- What is being asked -
Reproduce the following paper abstract on programmable logic controllers in high schools word for word, including every header line.

- Quoted text -
○ ○ ○ ○

June 12, 2005
June 12, 2005
June 15, 2005
10.1030.1 - 10.1030.9
Programmable Logic Controllers in the High Schools Improves College Enrollments
John Allen Marshall, Ph.D.
School of Applied Science, Engineering, and Technology University of Southern Maine Gorham, Maine 04038
Too few high school students understand that a technical career path can genuinely be exciting and neat. Some have the short-term view that good paying jobs are plentiful, so why take the really difficult courses. Many sell their own abilities short and convince themselves that it is too difficult a career path. And still others conjure up the image of a dirty, dull, dangerous, and demeaning factory floor and run (not walk) in the other direction.
What is needed to turn these impressions around are exciting exposures to technical topics in existing high school curriculums such as technology education, science, math and physics. The purpose of this paper is to identify exactly one such exciting module that has been successfully used to build bridges that link high school students to industrial technology and engineering technology career paths.
This presentation will identify specific outcomes that resulted from an extremely cost- efficient program. The success and simplicity of the program encourages it’s continuance with existing high schools and even growth into a greater geographical area. Institutions seeking higher student enrollments in technical degree paths may wish to consider replicating this simple and exciting programmable logic controller module. This strong recruiting tool has provided us a pipeline of talented new students into the university program.

○ ○ ○ ○

- Information given -

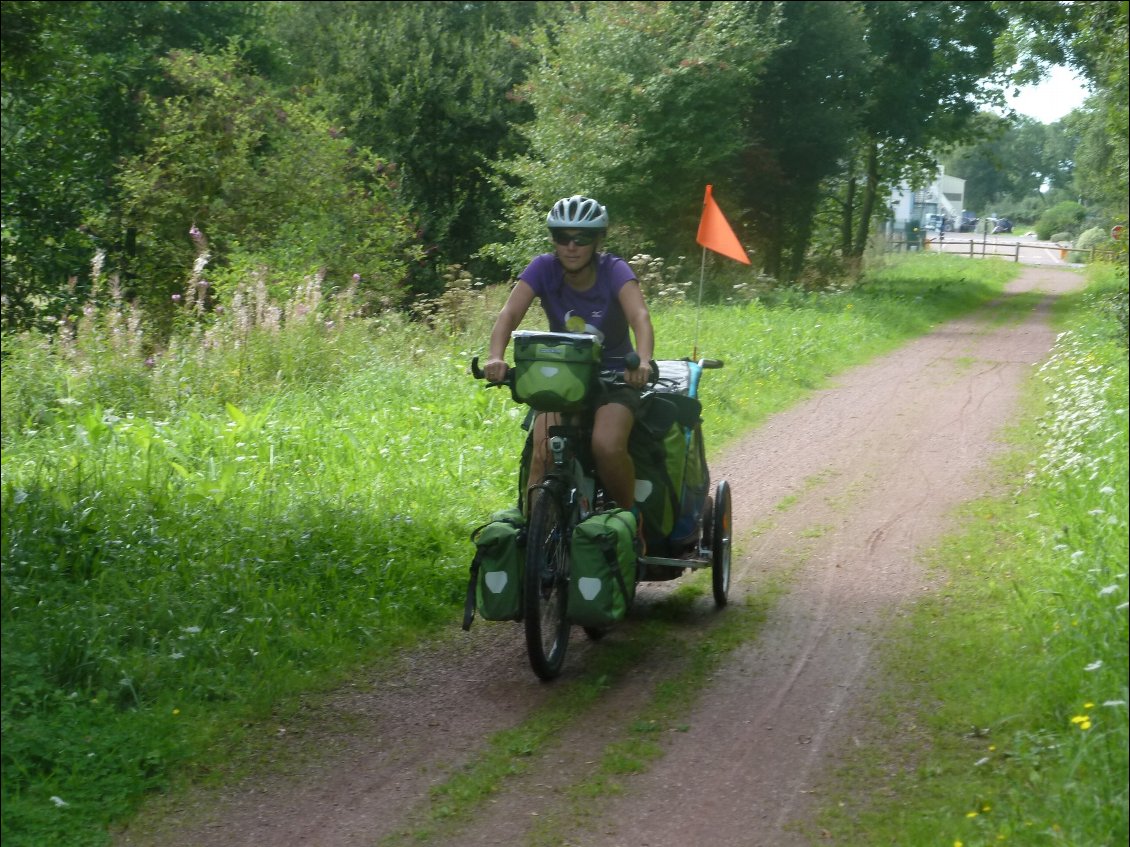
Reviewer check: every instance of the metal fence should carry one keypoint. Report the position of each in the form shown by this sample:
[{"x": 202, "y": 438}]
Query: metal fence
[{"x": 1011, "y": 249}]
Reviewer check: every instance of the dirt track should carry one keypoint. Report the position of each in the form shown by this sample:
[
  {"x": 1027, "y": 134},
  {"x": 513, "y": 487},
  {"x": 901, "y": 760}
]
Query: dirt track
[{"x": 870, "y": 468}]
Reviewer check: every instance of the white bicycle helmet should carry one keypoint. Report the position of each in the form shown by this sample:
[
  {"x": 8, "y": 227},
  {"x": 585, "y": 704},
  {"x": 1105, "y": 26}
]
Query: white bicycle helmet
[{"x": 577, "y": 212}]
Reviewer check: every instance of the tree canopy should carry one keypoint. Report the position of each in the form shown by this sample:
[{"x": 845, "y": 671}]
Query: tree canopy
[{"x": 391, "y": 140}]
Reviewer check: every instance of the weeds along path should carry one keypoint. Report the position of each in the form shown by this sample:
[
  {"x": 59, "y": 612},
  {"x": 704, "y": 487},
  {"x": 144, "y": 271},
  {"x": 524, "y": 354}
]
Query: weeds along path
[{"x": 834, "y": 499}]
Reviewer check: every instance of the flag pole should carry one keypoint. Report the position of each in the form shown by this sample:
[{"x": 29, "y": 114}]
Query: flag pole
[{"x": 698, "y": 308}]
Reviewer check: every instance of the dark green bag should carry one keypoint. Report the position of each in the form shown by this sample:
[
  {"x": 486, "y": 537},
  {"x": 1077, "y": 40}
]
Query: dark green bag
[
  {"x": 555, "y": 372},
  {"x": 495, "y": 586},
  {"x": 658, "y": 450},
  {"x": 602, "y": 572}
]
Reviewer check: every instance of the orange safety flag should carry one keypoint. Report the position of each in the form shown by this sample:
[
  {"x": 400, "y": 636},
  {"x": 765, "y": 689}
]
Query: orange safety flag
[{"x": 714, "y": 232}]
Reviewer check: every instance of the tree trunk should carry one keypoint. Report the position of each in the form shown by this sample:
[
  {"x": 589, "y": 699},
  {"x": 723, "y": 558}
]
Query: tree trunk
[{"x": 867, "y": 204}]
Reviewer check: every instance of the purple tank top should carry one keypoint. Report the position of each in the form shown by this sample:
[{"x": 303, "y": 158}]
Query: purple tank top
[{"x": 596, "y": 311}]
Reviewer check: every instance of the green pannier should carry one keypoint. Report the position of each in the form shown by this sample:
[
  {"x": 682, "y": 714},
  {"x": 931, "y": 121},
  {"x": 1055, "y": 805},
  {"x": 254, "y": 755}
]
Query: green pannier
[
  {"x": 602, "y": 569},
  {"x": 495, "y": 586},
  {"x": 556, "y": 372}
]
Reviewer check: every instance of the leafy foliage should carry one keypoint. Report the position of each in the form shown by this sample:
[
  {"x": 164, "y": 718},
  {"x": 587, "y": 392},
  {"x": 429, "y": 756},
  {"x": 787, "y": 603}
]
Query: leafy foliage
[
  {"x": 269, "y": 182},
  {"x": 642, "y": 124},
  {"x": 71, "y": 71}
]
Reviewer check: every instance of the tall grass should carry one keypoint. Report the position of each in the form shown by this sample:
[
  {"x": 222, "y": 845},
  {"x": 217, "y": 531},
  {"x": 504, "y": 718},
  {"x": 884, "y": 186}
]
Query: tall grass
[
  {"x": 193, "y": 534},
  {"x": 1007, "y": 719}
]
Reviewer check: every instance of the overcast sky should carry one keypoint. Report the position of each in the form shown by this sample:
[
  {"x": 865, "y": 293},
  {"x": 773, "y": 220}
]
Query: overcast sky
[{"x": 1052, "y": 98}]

○ ○ ○ ○

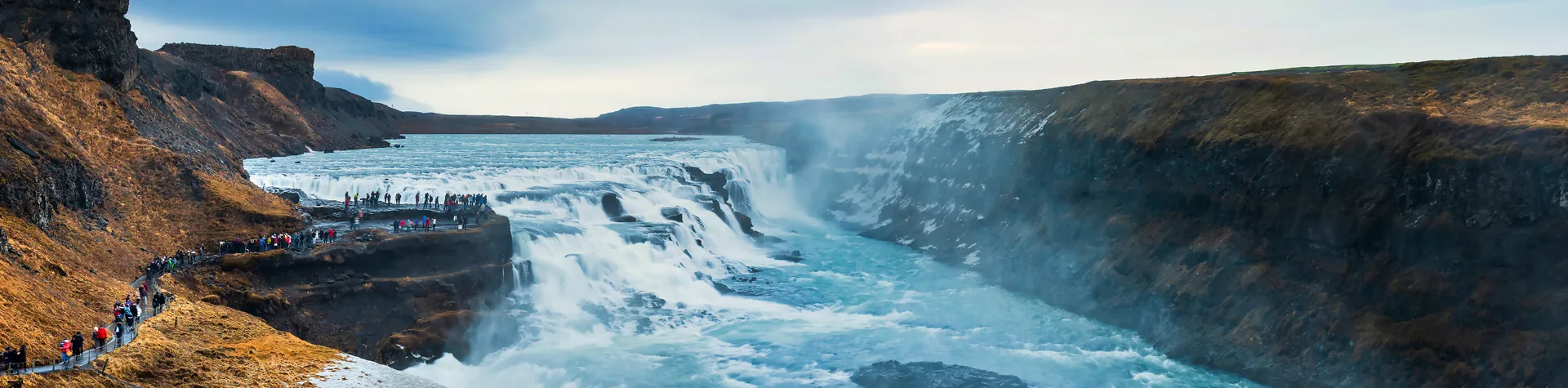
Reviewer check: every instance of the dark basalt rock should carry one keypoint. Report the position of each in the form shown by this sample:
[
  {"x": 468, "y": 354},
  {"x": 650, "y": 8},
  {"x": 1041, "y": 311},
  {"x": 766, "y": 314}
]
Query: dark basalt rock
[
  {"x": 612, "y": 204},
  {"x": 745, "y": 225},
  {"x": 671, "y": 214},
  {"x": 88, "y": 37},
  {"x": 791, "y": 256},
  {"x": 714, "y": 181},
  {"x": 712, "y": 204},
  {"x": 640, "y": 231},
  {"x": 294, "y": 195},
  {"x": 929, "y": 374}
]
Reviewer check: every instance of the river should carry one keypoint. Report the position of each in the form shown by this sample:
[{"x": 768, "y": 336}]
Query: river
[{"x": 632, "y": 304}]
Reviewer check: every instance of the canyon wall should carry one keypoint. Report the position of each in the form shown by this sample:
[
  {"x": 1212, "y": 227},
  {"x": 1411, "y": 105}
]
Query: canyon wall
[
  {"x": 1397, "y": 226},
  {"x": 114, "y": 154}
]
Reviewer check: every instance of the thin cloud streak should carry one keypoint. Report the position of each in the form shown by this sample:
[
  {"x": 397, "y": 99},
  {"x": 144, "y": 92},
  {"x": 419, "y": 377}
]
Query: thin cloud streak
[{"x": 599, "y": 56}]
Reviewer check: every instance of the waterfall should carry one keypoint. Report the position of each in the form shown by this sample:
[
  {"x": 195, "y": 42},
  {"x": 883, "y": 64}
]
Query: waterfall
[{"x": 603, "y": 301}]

○ ○ ○ ○

- Response -
June 12, 2005
June 12, 2005
June 15, 2005
10.1030.1 - 10.1030.9
Programmable Logic Controllers in the High Schools Improves College Enrollments
John Allen Marshall, Ph.D.
School of Applied Science, Engineering, and Technology University of Southern Maine Gorham, Maine 04038
Too few high school students understand that a technical career path can genuinely be exciting and neat. Some have the short-term view that good paying jobs are plentiful, so why take the really difficult courses. Many sell their own abilities short and convince themselves that it is too difficult a career path. And still others conjure up the image of a dirty, dull, dangerous, and demeaning factory floor and run (not walk) in the other direction.
What is needed to turn these impressions around are exciting exposures to technical topics in existing high school curriculums such as technology education, science, math and physics. The purpose of this paper is to identify exactly one such exciting module that has been successfully used to build bridges that link high school students to industrial technology and engineering technology career paths.
This presentation will identify specific outcomes that resulted from an extremely cost- efficient program. The success and simplicity of the program encourages it’s continuance with existing high schools and even growth into a greater geographical area. Institutions seeking higher student enrollments in technical degree paths may wish to consider replicating this simple and exciting programmable logic controller module. This strong recruiting tool has provided us a pipeline of talented new students into the university program.